[Begin Data]

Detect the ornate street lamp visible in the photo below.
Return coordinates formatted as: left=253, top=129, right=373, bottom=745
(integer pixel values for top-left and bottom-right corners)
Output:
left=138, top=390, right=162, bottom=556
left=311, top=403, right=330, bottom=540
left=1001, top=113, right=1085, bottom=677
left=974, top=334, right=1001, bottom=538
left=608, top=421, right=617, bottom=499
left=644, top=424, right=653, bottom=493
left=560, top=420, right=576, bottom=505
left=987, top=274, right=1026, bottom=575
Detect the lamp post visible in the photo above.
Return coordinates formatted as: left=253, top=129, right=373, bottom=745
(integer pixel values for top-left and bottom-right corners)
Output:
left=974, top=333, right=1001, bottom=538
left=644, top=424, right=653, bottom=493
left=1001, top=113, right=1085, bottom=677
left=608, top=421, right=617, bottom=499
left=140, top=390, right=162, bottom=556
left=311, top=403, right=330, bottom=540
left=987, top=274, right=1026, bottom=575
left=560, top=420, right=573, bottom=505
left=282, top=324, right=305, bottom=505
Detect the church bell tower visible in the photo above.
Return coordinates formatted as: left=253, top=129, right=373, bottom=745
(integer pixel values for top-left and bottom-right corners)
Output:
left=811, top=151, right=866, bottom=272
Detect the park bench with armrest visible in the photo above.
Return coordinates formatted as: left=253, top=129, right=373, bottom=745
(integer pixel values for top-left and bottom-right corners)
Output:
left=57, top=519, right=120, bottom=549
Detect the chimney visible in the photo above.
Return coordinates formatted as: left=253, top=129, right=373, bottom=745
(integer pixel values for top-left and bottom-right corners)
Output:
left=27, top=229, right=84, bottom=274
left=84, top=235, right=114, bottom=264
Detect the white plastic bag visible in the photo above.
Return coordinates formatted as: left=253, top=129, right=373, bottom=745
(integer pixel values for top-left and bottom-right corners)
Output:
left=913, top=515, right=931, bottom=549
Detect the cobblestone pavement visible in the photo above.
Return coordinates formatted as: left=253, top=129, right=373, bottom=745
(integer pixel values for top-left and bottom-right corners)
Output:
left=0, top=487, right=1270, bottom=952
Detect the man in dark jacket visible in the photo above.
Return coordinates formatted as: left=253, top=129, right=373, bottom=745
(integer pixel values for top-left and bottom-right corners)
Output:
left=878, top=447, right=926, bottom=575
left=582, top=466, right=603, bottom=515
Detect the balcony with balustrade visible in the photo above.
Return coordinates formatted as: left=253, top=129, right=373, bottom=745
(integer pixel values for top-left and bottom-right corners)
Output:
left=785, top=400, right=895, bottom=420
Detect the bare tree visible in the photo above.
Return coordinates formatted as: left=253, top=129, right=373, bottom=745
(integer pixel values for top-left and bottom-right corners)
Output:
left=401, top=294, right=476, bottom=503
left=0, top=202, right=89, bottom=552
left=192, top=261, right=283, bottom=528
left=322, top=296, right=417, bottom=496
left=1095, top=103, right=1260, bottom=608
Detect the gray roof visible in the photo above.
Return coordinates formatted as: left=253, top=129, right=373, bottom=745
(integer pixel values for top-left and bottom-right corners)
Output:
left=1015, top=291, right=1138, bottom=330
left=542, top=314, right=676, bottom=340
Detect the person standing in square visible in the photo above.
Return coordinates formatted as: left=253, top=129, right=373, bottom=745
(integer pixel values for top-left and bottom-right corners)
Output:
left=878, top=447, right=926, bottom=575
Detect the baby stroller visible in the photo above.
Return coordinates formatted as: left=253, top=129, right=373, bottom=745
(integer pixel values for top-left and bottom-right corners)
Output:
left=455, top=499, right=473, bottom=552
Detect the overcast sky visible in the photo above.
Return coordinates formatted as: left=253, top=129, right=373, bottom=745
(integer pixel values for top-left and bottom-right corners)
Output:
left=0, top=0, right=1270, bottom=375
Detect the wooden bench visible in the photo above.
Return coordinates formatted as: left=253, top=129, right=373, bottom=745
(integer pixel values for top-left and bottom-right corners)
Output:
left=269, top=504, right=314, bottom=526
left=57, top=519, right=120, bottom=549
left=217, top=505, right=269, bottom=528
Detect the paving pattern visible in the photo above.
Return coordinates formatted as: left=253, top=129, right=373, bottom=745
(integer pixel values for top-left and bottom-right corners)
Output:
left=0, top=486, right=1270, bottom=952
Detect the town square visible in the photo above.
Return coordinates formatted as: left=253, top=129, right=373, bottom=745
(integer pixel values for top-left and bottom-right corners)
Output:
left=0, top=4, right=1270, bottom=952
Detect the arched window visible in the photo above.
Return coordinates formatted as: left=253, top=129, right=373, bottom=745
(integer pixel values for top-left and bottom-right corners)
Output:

[End Data]

_Written request:_ Substitute "whole-number pixel values" for "integer pixel values" throughout the records, and write all of them out again with nothing else altered.

_Complete output:_
Detect the ornate street lamp visible in the photo below.
Return coordinates formatted as: left=253, top=129, right=373, bottom=745
(whole-number pixel values for top-left and bottom-right corners)
Output:
left=138, top=390, right=162, bottom=556
left=311, top=403, right=330, bottom=540
left=1001, top=113, right=1085, bottom=677
left=974, top=334, right=1001, bottom=538
left=608, top=421, right=617, bottom=499
left=644, top=424, right=653, bottom=493
left=560, top=420, right=576, bottom=505
left=987, top=274, right=1026, bottom=575
Detect the lamp post visible in the photo above.
Return coordinates formatted as: left=253, top=129, right=373, bottom=745
(whole-number pixel values for top-left and bottom-right corners)
Output:
left=974, top=333, right=1001, bottom=538
left=644, top=424, right=653, bottom=493
left=1001, top=113, right=1085, bottom=677
left=608, top=421, right=617, bottom=499
left=140, top=390, right=162, bottom=556
left=311, top=403, right=330, bottom=540
left=987, top=274, right=1026, bottom=575
left=560, top=420, right=573, bottom=505
left=282, top=324, right=305, bottom=505
Detect the church bell tower visible in the photo above.
Return coordinates formatted as: left=253, top=129, right=373, bottom=745
(whole-number pixel values for top-left and bottom-right corners)
Output:
left=811, top=151, right=866, bottom=272
Detect the park bench with armrest visible in the photo above.
Return coordinates formatted as: left=253, top=129, right=373, bottom=745
(whole-number pixel values for top-left and bottom-right corners)
Output:
left=57, top=519, right=120, bottom=549
Detect the chimney visible in the photo above.
Return coordinates formatted as: left=253, top=129, right=373, bottom=745
(whole-number pixel values for top-left and bottom-right corners)
Output:
left=27, top=229, right=84, bottom=274
left=84, top=235, right=114, bottom=264
Detect the white plastic bag visible in the photo above.
Return coordinates formatted as: left=253, top=129, right=373, bottom=745
(whole-number pixel values for top-left and bottom-right corners)
Output:
left=913, top=515, right=931, bottom=549
Detect the cobblestone pavement visible in the photo above.
Return coordinates formatted as: left=253, top=129, right=373, bottom=745
(whole-number pixel values for top-left and bottom-right corners)
Output:
left=0, top=487, right=1270, bottom=952
Detect the man in dark jacket visible in the photo above.
Return coordinates formatted as: left=253, top=129, right=373, bottom=745
(whole-number pixel values for top-left and bottom-right corners)
Output:
left=878, top=447, right=926, bottom=575
left=582, top=466, right=603, bottom=515
Detect the balcony with balustrade visible in the photo above.
Return coordinates formatted as: left=253, top=129, right=373, bottom=745
(whole-number pixel values for top-left and bottom-right corners)
Output:
left=785, top=400, right=895, bottom=420
Detect the bare tree visible in the photo above.
Return coordinates formatted as: left=253, top=129, right=373, bottom=745
(whole-number pixel values for top-left and bottom-right corners)
Output:
left=401, top=294, right=476, bottom=503
left=0, top=202, right=89, bottom=552
left=192, top=261, right=283, bottom=528
left=322, top=296, right=417, bottom=496
left=1095, top=103, right=1260, bottom=608
Detect the gray roof visible in the photo above.
Return coordinates formatted as: left=253, top=129, right=373, bottom=745
(whole-number pixel values for top-left and bottom-right corners)
Output:
left=1015, top=291, right=1138, bottom=330
left=542, top=314, right=676, bottom=340
Detect the person standing in square visible in the photo above.
Return coordinates formatted as: left=253, top=129, right=373, bottom=745
(whole-number pixel values for top-left and bottom-right corners)
Output:
left=878, top=447, right=926, bottom=575
Detect the baby stroller visible in the photo above.
Return coordinates formatted as: left=253, top=129, right=373, bottom=745
(whole-number pixel values for top-left and bottom-right corners)
Output:
left=455, top=499, right=473, bottom=552
Detect the overcast sky visible in the photo above.
Return coordinates formatted as: left=253, top=129, right=373, bottom=745
(whole-number pixel values for top-left and bottom-right corners)
Output:
left=0, top=0, right=1270, bottom=375
Detect the wooden bench visible in the photo above.
Return coordinates formatted as: left=253, top=129, right=373, bottom=745
(whole-number pixel values for top-left and bottom-right corners)
Output:
left=269, top=504, right=314, bottom=526
left=57, top=519, right=120, bottom=549
left=217, top=505, right=269, bottom=528
Detect the paving pattern visible in the photo above.
Return coordinates formatted as: left=253, top=129, right=373, bottom=745
(whole-number pixel values for top-left and bottom-right corners)
Output:
left=0, top=486, right=1270, bottom=952
Detect the town square visible in the photo above.
Return coordinates formatted as: left=253, top=129, right=373, bottom=745
(whole-number pixel values for top-left and bottom-right corners)
Output:
left=0, top=4, right=1270, bottom=952
Detect the arched window visible in the photo above.
Return coordinates formatted as: left=253, top=129, right=373, bottom=745
(whole-number pixel values for top-left and bottom-right corners)
Output:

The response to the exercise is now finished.